> [Problem to solve]: Each line of the data must be written out again verbatim; no image belongs in the copy.

▼

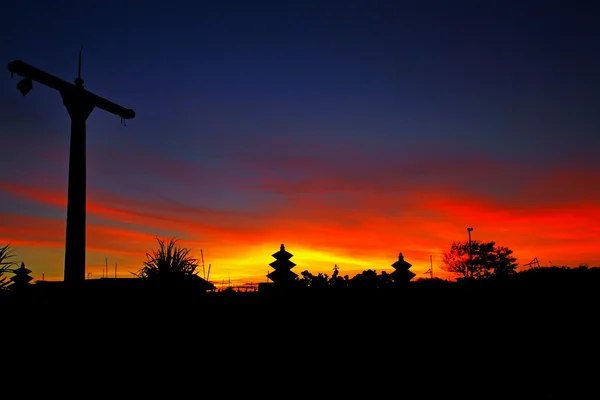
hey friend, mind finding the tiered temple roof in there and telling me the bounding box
[9,262,33,288]
[391,252,416,283]
[267,243,298,284]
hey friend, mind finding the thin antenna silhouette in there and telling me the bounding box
[207,263,211,281]
[424,255,434,279]
[201,249,205,280]
[78,46,83,81]
[430,255,433,279]
[523,257,541,269]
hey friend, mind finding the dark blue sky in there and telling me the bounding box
[4,1,598,156]
[1,0,599,282]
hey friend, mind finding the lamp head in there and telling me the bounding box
[17,77,33,96]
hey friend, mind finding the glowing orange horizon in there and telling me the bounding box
[2,176,599,286]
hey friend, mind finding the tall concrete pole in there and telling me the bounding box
[8,53,135,284]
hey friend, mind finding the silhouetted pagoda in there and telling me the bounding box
[391,252,416,283]
[267,243,298,285]
[9,262,33,289]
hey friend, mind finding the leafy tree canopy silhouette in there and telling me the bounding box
[441,240,518,279]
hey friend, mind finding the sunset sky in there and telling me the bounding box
[1,0,599,286]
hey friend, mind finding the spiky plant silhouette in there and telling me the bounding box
[0,244,19,290]
[132,237,200,284]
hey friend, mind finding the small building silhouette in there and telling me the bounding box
[391,252,416,283]
[267,243,298,285]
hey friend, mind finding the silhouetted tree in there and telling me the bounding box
[0,244,19,290]
[299,270,330,288]
[349,269,381,289]
[441,240,518,279]
[329,264,347,288]
[481,242,518,277]
[331,264,339,280]
[132,237,202,285]
[379,270,394,286]
[299,270,313,286]
[516,265,600,286]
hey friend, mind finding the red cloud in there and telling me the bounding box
[1,148,599,285]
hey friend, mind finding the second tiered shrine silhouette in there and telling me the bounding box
[391,252,416,283]
[267,243,298,285]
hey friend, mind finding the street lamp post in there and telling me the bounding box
[8,51,135,285]
[467,227,474,278]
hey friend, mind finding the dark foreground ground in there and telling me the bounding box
[3,278,597,398]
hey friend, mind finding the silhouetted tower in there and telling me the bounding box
[391,252,416,283]
[267,244,298,284]
[7,51,135,284]
[9,262,33,289]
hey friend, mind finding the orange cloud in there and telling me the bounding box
[1,151,599,287]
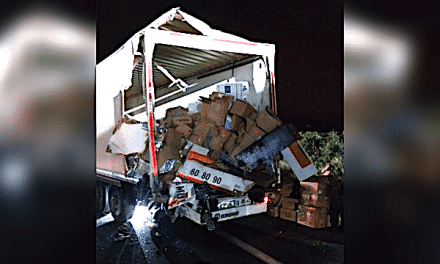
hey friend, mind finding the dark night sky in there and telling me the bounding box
[97,0,343,133]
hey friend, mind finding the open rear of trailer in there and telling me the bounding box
[96,7,316,229]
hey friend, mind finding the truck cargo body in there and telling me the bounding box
[96,8,315,227]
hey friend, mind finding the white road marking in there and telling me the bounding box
[216,230,285,264]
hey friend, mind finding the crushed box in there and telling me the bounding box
[300,182,328,195]
[280,207,297,222]
[282,197,299,210]
[255,106,283,133]
[175,124,192,139]
[300,193,329,208]
[229,99,257,118]
[296,204,328,229]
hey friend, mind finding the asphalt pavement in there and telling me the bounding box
[96,206,343,264]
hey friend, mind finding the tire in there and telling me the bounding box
[109,186,136,223]
[96,182,105,217]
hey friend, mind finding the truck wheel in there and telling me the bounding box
[96,182,105,217]
[110,186,135,223]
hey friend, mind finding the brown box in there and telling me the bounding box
[280,207,297,222]
[248,112,258,121]
[267,204,280,217]
[209,127,230,152]
[200,94,234,127]
[296,204,328,228]
[237,131,257,149]
[245,118,254,132]
[223,133,237,154]
[175,124,192,139]
[255,106,283,133]
[230,114,245,132]
[157,128,182,168]
[230,145,244,160]
[282,197,299,210]
[300,193,329,208]
[189,122,214,146]
[229,99,257,118]
[173,116,192,127]
[164,106,189,128]
[247,122,266,140]
[300,182,328,195]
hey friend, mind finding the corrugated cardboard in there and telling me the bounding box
[300,182,328,195]
[175,124,192,139]
[107,123,148,155]
[164,106,189,128]
[248,112,258,121]
[255,106,283,133]
[245,118,254,132]
[248,122,266,140]
[230,145,244,161]
[282,197,299,210]
[267,204,280,217]
[223,132,237,154]
[209,127,230,152]
[300,193,329,208]
[296,204,328,228]
[157,128,182,169]
[237,131,257,149]
[173,116,192,127]
[230,114,244,132]
[280,207,296,222]
[229,99,257,118]
[200,94,234,127]
[189,121,214,146]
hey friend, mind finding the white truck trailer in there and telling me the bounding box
[96,7,316,230]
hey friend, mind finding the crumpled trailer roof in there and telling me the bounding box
[96,7,276,135]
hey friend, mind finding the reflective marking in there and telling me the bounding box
[216,230,284,264]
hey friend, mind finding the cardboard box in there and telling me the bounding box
[282,197,299,210]
[173,116,192,127]
[230,145,244,160]
[248,112,258,121]
[300,182,328,195]
[229,99,257,118]
[157,128,182,169]
[245,117,254,132]
[209,127,230,152]
[164,106,189,128]
[237,131,257,149]
[267,204,280,217]
[296,204,328,228]
[248,122,266,140]
[230,114,245,132]
[255,106,283,133]
[189,122,214,146]
[300,193,329,208]
[223,133,237,154]
[200,94,234,127]
[175,124,192,139]
[280,207,296,222]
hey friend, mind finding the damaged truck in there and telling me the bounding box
[96,7,317,231]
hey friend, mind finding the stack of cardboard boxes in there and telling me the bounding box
[267,174,332,229]
[296,181,331,228]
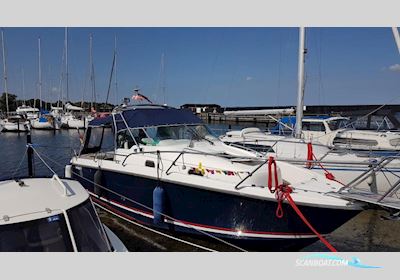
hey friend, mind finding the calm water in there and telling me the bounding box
[1,124,400,252]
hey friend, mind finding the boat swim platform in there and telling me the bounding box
[334,190,400,211]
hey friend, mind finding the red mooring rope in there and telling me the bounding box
[267,156,337,252]
[306,143,343,184]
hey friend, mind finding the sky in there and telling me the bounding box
[0,27,399,107]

▲

> [Answer box]:
hey friend, mind finding the tiered temple roof in there and telling me the bounding box
[9,262,33,288]
[391,252,416,283]
[267,243,298,284]
hey friend, mind finding the thin antenna silhouette in there and telling me the bounding box
[207,263,211,281]
[424,255,434,279]
[201,249,205,280]
[78,46,83,81]
[430,255,433,279]
[523,257,541,269]
hey friend, mind finding the dark blue sky in there and telling me the bounding box
[4,1,598,156]
[1,0,599,282]
hey friend, mind finding the lamp head in there and telling me the bounding box
[17,77,33,96]
hey friend, mind finding the glowing orange horizon in there and telling me the bounding box
[2,176,599,286]
hey friend, mind finding the tall concrete pole in there and telling me the bounding box
[8,53,135,284]
hey friend, mind finding the silhouetted pagoda in there and telling me the bounding box
[391,252,416,283]
[267,243,298,285]
[9,262,33,289]
hey friend, mind finding the leafy tree canopy silhouette in there and telling me the bounding box
[441,240,518,279]
hey friend, mind finding the sunset sky in there and telling me the bounding box
[1,0,599,286]
hey friend, mind finding the spiky plant silhouette in there and telling me the bounding box
[0,244,19,290]
[132,237,200,284]
hey friend, mind finding the small building silhouette in there and telling me the bounding box
[391,252,416,283]
[267,243,298,285]
hey friend, mind finding the silhouetted tree in there and telling me the bounding box
[0,244,19,290]
[299,270,330,288]
[349,269,381,289]
[441,240,518,279]
[329,264,347,288]
[481,242,518,277]
[331,264,339,280]
[132,237,202,285]
[379,270,394,286]
[299,270,313,286]
[516,265,600,286]
hey friend, mind finding the red cloud in there and telling me the bounding box
[1,148,599,285]
hey friend, mind finding the second tiered shrine silhouette in there and telling me the bounding box
[391,252,416,283]
[267,243,298,285]
hey friend, mind finding the street lamp post in there and telling me the bounding box
[8,51,135,285]
[467,227,474,278]
hey friend, mind finding the dark foreground ground in there and telling me the bounding box
[3,278,597,398]
hey friend, mind finding the silhouetted tower in there and telling me the bounding box
[391,252,416,283]
[267,244,298,284]
[7,51,135,284]
[9,262,33,289]
hey friend, mind finding the orange cloud in there and telling me the bounding box
[1,151,599,287]
hey friend, mind finding the dark night sky in there and telling me the bounding box
[97,0,343,133]
hey friend, mind finding the open rear of trailer in there and telling me the bounding box
[96,7,316,229]
hey friend, mind finding the truck cargo body in there and telling me the bounding box
[96,8,315,227]
hey friend, mind finding the white road marking in there and telling me the bounding box
[216,230,285,264]
hey friend, mind finding the crushed box in there and telling me the bounding box
[300,182,328,195]
[280,207,297,222]
[282,197,299,210]
[255,106,283,133]
[175,124,192,139]
[300,193,329,208]
[229,99,257,118]
[296,204,328,229]
hey friend, mind finding the asphalt pavement in there and telling me the bounding box
[96,206,343,264]
hey friend, mind finding the tire in there and telling me the bounding box
[109,186,136,223]
[96,182,105,217]
hey friend, mind finding the truck wheel in there and telling me the bounding box
[96,182,105,217]
[110,186,135,223]
hey friend, mind finding the brown box in there and telling me the bounding box
[280,207,297,222]
[248,112,258,121]
[267,204,280,217]
[209,127,230,152]
[200,94,234,127]
[296,204,328,228]
[237,131,257,149]
[245,118,254,132]
[223,133,237,154]
[175,124,192,139]
[255,106,283,133]
[230,114,245,132]
[157,128,182,168]
[230,145,244,160]
[282,197,299,210]
[300,193,329,208]
[189,122,214,146]
[229,99,257,118]
[173,116,192,127]
[164,106,189,128]
[247,122,266,140]
[300,182,328,195]
hey friend, mind finding the corrugated cardboard in there and telling me the bounding box
[300,182,328,195]
[175,124,192,139]
[107,123,148,155]
[164,106,189,128]
[248,112,258,121]
[255,106,283,133]
[245,118,254,132]
[248,122,266,140]
[230,145,244,161]
[282,197,299,210]
[267,204,280,217]
[223,132,237,154]
[209,127,230,152]
[300,193,329,208]
[296,204,328,228]
[157,128,182,169]
[237,131,257,149]
[173,116,192,127]
[230,114,244,132]
[280,207,296,222]
[229,99,257,118]
[200,94,234,127]
[189,121,214,146]
hey friend, mind finding the white truck trailer in there and telling me the bounding box
[96,7,316,230]
hey friend, mind finding the crumpled trailer roof in there and telling me the bounding box
[96,7,276,135]
hey friend, mind finding the reflective marking in there and telling me the bounding box
[216,230,284,264]
hey friend, mind finding the cardboard box in there and telling me the bounding box
[282,197,299,210]
[173,116,192,127]
[230,145,244,160]
[248,112,258,121]
[300,182,328,195]
[229,99,257,118]
[157,128,182,169]
[245,117,254,132]
[209,127,230,152]
[164,106,189,128]
[237,131,257,149]
[267,204,280,217]
[296,204,328,228]
[248,122,266,140]
[230,114,245,132]
[255,106,283,133]
[189,122,214,146]
[300,193,329,208]
[223,133,237,154]
[200,94,234,127]
[175,124,192,139]
[280,207,296,222]
hey friend, mind finding the damaged truck in there and telling me the bounding box
[96,7,317,231]
hey friend, mind finding the stack of cardboard boxes in there and telling me the bounding box
[267,174,332,229]
[296,181,331,228]
hey friend, mind finding the calm water in there and telling me the bounding box
[1,124,400,252]
hey friend, mind finding the boat swim platform in there and telling me the bounding box
[334,190,400,211]
hey friend, mind finding the red mooring rope in there and telling me the bounding box
[267,156,337,252]
[306,143,343,184]
hey friend, mind finding the sky in there and telling me the bounding box
[0,27,399,107]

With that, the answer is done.